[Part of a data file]
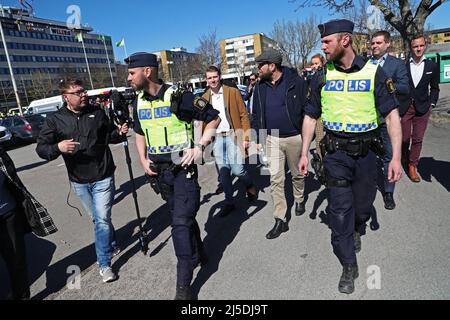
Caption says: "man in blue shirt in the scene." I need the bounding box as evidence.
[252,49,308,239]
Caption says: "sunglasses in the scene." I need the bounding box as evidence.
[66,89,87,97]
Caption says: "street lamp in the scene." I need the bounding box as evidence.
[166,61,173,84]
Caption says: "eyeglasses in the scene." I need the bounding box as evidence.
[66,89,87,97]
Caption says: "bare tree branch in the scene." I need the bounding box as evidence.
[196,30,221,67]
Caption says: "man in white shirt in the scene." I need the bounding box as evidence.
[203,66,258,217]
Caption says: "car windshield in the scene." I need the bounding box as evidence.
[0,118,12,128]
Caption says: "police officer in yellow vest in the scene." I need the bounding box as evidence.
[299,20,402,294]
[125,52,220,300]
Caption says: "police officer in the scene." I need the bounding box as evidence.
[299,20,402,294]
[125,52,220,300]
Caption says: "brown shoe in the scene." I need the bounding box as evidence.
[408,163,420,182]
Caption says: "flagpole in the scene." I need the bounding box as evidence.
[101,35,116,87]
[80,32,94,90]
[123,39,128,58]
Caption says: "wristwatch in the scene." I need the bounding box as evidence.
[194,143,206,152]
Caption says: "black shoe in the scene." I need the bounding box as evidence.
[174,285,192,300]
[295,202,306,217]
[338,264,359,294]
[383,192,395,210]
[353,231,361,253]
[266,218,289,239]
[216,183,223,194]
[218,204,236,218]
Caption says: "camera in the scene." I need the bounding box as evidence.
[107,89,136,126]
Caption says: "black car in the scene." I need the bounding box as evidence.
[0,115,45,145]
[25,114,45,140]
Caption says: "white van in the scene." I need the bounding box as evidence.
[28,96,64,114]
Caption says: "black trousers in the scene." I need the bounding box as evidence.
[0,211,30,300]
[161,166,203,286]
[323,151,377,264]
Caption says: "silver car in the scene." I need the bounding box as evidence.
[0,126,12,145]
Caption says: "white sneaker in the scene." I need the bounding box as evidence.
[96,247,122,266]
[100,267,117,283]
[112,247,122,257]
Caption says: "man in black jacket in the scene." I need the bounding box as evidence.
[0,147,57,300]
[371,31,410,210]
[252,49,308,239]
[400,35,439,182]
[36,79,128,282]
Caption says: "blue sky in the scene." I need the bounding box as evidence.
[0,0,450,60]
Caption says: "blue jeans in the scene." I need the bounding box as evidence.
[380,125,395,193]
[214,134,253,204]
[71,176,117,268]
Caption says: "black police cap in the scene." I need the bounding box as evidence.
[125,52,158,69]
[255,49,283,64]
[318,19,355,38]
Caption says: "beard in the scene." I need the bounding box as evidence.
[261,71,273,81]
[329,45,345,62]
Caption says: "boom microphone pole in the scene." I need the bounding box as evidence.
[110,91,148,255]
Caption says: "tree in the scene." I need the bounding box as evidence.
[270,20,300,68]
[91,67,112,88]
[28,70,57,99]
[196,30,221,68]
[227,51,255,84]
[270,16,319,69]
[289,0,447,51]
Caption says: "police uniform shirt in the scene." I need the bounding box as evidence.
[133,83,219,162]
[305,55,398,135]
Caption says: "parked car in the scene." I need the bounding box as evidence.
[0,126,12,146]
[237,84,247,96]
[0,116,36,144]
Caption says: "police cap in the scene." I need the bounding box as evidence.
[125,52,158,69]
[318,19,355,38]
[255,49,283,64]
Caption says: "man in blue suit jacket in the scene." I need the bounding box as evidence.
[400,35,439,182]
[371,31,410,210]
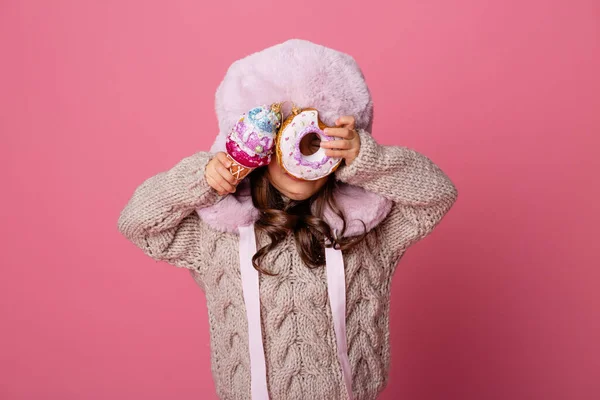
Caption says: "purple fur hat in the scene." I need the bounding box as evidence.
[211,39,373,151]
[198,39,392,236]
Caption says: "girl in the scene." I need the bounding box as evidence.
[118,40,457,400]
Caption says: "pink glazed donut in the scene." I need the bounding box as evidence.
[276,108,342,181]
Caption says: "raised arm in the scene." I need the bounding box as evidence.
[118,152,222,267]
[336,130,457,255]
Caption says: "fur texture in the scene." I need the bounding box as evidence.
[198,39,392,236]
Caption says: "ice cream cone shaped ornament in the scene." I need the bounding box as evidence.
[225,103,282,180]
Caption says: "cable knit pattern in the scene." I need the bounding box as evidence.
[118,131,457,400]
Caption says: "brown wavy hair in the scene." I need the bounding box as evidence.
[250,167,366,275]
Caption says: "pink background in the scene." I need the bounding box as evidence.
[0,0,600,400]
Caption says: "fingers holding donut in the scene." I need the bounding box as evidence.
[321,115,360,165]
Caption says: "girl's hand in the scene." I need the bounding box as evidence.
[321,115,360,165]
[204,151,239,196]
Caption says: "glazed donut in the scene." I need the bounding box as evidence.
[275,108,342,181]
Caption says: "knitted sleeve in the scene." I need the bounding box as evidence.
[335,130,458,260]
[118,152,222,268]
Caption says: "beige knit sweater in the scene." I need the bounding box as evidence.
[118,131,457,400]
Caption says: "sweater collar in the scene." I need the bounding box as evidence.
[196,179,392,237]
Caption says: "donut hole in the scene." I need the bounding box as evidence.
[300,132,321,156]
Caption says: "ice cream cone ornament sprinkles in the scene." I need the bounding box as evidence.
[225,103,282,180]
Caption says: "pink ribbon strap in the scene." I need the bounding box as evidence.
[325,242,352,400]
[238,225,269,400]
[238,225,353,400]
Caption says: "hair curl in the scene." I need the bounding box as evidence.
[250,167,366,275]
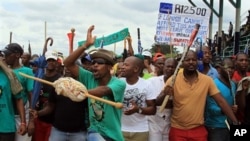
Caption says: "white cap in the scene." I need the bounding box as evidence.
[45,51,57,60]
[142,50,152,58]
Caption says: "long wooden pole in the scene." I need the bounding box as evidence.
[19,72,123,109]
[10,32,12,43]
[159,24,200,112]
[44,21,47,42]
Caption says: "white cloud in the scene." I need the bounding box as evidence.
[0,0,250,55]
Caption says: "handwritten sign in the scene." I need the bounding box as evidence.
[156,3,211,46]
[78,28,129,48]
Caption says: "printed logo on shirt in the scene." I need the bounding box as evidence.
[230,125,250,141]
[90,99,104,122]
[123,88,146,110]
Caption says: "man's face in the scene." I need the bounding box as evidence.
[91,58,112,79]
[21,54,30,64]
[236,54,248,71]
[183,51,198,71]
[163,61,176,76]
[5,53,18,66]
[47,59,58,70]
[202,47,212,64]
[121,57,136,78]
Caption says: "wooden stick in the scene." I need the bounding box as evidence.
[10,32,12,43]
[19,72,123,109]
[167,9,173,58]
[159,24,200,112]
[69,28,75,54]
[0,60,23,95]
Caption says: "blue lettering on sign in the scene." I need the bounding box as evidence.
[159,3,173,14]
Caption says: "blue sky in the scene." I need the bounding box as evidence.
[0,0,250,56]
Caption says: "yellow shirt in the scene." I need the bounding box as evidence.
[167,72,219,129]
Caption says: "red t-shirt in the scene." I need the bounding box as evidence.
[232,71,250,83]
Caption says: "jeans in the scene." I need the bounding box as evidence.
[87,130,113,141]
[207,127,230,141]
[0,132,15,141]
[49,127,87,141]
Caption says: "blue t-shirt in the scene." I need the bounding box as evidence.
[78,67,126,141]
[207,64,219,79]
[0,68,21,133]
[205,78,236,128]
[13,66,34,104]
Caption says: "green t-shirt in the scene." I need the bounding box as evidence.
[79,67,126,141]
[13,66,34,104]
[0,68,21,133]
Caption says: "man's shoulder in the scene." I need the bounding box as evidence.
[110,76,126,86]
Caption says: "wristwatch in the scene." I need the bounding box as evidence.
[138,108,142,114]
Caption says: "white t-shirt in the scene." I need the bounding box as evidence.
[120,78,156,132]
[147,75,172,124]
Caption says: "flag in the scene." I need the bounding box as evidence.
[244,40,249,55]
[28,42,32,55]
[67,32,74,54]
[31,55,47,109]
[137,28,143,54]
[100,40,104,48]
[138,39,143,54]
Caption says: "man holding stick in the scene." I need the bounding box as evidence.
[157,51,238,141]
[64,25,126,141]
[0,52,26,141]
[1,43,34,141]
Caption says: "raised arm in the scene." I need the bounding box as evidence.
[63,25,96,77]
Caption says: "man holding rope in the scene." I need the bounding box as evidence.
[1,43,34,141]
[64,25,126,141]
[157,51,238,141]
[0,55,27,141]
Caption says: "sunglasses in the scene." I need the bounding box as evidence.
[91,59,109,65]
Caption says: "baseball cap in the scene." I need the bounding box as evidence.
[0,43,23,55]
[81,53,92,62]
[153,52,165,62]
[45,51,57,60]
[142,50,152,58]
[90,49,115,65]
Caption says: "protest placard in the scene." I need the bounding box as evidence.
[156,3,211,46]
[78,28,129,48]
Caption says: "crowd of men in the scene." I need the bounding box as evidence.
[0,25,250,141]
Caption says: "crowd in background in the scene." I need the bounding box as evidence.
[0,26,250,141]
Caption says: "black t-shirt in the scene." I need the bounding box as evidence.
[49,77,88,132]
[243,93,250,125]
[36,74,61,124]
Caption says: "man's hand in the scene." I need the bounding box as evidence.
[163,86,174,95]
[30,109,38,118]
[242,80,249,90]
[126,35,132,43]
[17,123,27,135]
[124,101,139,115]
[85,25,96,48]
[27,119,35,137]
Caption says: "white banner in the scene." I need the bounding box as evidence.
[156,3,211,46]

...

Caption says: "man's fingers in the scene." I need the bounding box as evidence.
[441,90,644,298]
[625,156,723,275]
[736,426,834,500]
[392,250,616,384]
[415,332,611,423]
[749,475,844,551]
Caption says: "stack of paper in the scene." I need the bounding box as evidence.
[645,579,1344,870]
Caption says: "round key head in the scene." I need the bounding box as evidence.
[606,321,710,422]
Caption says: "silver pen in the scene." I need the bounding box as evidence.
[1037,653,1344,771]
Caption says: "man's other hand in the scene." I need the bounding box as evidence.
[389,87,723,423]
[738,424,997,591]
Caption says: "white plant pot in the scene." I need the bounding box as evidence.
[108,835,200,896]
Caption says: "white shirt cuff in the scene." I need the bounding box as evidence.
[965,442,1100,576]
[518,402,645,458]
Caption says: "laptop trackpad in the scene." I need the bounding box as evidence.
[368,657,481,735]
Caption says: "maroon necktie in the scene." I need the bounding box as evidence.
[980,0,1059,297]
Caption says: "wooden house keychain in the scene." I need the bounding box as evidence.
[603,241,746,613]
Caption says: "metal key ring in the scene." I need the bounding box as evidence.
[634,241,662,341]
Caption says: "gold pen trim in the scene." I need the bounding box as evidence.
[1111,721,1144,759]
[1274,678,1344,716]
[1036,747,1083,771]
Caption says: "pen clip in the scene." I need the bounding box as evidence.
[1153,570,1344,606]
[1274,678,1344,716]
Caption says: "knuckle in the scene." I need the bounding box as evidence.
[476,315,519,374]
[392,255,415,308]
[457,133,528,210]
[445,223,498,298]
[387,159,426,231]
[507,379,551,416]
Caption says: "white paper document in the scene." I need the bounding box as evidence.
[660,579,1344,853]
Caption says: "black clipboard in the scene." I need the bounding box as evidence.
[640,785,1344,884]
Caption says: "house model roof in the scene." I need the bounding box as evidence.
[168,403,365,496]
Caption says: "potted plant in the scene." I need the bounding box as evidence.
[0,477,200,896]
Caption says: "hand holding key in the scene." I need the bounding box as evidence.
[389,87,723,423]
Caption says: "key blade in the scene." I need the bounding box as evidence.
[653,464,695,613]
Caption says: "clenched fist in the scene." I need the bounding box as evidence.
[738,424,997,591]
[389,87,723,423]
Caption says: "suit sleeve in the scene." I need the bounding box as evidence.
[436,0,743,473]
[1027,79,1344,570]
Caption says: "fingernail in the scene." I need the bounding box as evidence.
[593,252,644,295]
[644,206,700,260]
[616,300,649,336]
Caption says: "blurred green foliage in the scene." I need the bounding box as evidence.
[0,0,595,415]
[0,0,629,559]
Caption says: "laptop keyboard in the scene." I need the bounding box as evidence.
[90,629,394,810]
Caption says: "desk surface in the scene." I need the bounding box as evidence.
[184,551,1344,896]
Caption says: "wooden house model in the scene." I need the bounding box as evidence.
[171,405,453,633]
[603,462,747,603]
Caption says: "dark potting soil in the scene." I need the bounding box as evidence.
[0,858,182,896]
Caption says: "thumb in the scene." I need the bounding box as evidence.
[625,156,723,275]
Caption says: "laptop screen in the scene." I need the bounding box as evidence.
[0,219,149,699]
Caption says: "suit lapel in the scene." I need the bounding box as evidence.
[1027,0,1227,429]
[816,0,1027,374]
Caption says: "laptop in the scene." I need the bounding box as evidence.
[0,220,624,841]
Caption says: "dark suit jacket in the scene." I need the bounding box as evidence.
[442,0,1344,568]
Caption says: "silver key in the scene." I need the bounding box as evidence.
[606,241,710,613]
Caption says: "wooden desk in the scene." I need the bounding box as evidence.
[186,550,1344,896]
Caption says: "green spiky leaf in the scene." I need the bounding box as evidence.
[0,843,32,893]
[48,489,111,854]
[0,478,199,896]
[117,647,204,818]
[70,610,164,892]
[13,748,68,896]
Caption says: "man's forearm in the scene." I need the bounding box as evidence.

---

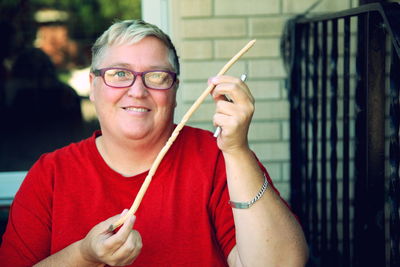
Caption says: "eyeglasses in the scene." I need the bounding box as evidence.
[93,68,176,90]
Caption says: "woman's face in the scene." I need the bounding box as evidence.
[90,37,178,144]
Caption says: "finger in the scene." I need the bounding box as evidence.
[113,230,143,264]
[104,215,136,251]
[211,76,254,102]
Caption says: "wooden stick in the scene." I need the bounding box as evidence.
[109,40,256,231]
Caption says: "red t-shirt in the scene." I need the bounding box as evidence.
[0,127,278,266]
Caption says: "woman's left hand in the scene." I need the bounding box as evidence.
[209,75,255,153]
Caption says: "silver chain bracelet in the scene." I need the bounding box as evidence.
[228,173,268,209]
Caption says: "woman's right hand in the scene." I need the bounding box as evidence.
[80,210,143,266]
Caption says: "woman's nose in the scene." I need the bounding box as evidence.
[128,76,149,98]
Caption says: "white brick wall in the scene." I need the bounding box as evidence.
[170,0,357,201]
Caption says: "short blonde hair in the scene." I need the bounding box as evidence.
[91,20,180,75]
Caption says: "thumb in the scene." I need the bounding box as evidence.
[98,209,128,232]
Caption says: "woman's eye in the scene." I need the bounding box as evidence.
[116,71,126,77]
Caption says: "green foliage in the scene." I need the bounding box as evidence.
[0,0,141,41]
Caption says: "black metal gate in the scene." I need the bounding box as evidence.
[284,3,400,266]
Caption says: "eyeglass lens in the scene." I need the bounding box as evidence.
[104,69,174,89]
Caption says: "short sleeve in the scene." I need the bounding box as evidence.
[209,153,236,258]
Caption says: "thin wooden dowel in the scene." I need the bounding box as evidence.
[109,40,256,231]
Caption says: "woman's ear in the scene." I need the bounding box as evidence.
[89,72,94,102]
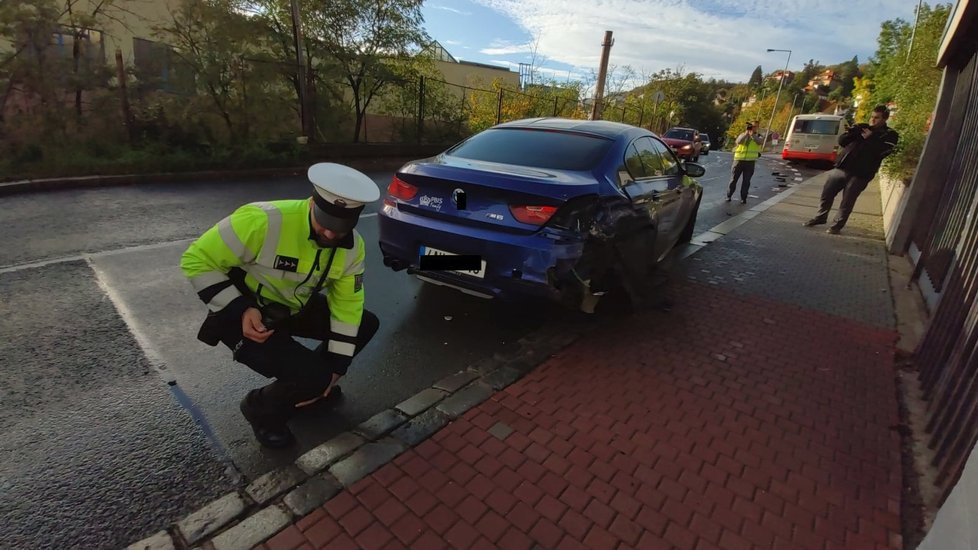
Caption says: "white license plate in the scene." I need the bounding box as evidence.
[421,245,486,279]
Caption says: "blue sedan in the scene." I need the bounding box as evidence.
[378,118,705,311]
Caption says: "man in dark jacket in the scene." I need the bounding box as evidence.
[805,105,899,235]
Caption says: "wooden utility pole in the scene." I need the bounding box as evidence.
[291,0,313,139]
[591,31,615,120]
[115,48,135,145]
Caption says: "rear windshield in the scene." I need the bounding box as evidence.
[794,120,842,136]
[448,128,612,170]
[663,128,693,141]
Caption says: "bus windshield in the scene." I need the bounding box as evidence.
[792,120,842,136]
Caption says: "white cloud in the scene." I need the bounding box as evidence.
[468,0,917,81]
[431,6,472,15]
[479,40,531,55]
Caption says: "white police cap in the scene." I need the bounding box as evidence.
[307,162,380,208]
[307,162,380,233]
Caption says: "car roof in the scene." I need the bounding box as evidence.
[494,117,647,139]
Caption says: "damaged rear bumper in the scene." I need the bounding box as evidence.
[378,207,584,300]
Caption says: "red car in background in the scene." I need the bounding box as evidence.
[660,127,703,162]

## Problem details:
Locate every line of the items that contains the word "short", and copy each of those lines.

## Task result:
Caption says: "short blonde hair in the scene." I need the bounding box as evidence.
Caption says: "short sleeve in the scene." I need the bounding box as evidence.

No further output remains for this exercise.